#### WORK ORDER
Retype the entries below exactly, but begin at the line containing "for green foliage." and end at the last line.

#### PROVIDED ENTRIES
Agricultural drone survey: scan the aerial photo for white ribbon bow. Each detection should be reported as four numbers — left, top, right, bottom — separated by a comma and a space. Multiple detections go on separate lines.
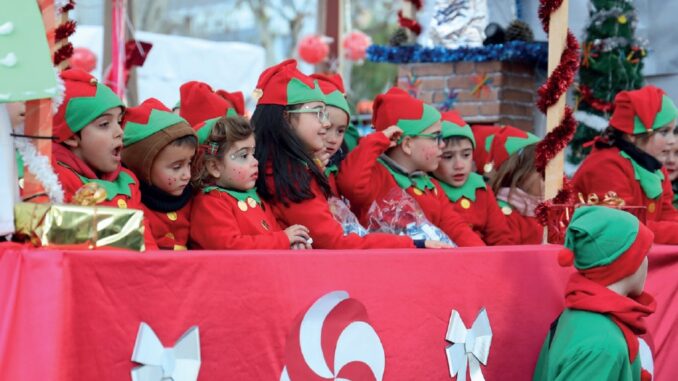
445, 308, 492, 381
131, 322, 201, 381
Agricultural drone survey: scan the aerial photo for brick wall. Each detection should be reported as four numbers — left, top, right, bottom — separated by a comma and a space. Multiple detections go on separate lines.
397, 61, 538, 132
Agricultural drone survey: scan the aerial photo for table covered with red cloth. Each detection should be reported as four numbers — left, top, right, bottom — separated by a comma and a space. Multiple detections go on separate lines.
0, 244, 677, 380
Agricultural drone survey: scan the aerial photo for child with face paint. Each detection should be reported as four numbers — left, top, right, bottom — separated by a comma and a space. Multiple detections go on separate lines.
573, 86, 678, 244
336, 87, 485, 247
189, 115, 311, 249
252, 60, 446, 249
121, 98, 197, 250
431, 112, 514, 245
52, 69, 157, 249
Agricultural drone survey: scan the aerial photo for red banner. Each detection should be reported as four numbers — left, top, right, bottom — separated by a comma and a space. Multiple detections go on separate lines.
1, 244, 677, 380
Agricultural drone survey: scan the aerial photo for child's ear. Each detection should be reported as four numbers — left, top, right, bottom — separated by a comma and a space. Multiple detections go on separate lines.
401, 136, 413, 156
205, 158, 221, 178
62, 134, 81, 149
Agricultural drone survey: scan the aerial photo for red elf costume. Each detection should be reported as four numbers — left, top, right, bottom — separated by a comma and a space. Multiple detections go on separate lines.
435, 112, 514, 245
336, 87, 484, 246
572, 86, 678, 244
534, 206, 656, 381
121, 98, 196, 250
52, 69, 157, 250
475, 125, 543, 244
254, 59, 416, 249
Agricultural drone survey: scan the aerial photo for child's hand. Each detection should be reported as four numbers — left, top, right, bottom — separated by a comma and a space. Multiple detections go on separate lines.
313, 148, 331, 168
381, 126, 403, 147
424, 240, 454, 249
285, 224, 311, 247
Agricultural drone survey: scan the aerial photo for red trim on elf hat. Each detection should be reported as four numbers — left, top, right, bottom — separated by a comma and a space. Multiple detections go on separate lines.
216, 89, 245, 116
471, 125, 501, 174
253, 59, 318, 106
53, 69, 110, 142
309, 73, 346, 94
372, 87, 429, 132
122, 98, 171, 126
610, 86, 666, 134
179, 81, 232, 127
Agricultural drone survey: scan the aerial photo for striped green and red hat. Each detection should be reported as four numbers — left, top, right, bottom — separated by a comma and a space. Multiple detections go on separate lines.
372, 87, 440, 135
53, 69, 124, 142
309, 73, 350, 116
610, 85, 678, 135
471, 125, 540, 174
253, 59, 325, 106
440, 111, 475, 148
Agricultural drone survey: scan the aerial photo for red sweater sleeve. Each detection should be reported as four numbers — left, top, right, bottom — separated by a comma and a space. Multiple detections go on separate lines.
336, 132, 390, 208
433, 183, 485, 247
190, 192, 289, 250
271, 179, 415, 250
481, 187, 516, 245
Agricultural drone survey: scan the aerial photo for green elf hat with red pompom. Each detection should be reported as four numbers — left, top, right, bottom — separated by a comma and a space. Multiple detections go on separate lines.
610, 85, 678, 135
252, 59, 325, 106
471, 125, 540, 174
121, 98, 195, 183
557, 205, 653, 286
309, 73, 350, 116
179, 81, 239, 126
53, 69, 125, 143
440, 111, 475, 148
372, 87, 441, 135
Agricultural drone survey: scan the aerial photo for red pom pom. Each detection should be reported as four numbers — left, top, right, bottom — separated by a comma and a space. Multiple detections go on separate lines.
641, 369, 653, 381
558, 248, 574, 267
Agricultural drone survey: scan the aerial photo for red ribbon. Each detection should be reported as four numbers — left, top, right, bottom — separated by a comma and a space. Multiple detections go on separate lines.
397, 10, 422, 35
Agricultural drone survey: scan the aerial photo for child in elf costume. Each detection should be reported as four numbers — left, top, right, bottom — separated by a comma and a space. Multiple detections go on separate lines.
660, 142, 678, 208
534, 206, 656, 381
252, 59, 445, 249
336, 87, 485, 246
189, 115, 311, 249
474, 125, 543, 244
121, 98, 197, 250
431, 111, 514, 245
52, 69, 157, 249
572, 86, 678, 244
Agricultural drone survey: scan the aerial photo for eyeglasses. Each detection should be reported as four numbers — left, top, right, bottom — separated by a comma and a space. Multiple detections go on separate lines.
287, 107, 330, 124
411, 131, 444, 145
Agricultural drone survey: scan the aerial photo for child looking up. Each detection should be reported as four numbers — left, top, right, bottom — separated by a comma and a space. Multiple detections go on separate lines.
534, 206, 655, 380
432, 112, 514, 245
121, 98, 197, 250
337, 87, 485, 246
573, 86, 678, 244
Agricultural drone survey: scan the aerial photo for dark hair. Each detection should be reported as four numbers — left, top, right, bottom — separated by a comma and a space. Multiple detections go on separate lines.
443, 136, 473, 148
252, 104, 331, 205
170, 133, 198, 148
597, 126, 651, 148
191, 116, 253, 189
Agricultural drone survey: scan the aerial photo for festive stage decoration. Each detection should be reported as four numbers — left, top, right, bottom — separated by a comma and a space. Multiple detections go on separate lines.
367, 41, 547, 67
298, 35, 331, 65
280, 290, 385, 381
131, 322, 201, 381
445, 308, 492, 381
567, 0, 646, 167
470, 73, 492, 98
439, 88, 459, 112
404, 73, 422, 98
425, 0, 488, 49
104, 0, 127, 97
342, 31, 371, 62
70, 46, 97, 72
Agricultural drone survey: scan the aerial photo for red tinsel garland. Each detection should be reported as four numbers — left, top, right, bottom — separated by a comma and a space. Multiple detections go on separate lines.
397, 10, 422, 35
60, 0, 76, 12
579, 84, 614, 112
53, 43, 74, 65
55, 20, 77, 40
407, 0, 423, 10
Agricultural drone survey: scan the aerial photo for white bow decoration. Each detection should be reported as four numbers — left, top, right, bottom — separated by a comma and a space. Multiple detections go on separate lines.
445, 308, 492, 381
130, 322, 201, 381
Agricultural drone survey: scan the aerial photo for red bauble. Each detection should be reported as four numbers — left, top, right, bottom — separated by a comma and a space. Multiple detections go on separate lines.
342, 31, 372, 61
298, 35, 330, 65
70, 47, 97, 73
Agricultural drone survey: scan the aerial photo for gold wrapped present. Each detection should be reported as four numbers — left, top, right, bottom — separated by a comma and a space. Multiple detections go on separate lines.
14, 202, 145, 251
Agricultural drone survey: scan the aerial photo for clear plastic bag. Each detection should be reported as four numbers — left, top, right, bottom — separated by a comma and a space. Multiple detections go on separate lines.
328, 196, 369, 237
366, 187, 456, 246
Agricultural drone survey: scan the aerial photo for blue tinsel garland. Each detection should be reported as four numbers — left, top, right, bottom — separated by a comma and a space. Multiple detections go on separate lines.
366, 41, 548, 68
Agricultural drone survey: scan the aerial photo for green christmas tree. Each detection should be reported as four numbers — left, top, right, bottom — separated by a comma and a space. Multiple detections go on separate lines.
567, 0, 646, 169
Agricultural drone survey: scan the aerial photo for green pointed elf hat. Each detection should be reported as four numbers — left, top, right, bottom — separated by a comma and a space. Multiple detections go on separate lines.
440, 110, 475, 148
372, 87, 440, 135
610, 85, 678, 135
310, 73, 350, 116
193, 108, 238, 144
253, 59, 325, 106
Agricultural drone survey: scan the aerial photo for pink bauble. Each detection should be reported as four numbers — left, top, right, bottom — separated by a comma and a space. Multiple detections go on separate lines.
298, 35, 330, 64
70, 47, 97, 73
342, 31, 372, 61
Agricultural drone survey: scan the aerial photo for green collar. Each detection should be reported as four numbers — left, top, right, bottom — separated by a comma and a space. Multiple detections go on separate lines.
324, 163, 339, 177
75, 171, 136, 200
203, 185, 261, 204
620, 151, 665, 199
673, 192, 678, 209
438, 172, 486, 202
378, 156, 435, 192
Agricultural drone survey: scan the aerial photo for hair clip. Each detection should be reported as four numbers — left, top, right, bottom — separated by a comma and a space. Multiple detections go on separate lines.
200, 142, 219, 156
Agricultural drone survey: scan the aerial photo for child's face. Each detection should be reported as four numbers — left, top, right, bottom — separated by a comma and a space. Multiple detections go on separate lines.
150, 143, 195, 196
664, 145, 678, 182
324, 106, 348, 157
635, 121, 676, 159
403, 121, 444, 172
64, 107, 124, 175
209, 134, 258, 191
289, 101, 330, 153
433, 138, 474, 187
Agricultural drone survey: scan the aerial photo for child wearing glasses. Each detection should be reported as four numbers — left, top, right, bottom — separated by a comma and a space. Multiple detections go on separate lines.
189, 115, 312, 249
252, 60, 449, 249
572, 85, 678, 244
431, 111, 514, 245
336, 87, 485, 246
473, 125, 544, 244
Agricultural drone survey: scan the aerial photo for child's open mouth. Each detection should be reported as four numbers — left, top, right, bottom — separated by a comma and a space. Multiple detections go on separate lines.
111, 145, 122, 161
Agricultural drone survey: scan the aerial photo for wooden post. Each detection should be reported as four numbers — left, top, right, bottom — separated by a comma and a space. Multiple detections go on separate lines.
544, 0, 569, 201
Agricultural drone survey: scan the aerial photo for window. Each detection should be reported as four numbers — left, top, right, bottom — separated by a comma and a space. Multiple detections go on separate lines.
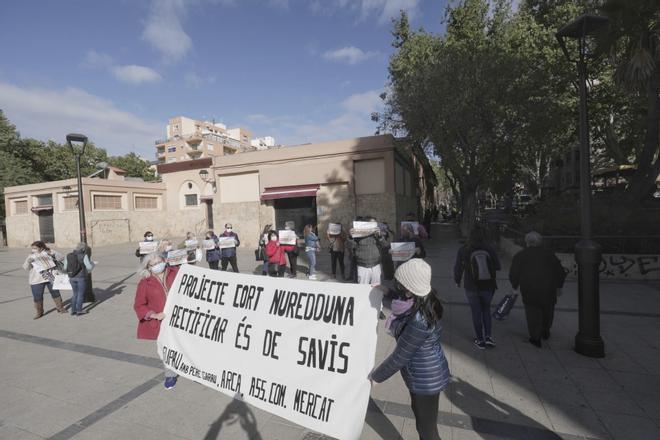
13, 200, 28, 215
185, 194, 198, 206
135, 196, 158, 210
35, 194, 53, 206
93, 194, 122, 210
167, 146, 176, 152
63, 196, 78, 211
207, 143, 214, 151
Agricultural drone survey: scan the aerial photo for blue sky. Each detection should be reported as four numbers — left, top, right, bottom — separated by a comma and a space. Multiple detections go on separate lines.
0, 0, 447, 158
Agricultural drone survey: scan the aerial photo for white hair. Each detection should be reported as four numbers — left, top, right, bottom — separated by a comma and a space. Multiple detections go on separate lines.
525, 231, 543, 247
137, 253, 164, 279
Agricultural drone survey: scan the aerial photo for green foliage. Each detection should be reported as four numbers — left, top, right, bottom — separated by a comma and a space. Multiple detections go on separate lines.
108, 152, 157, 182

#### RESULT FOR THIS TASK
Agricultural drone survey: scan the aerial photo for green foliage. Each detection should be reported as four numbers — left, top, right, bottom — separated by a comma and a space. Multiple detections go on separate lines.
108, 152, 157, 182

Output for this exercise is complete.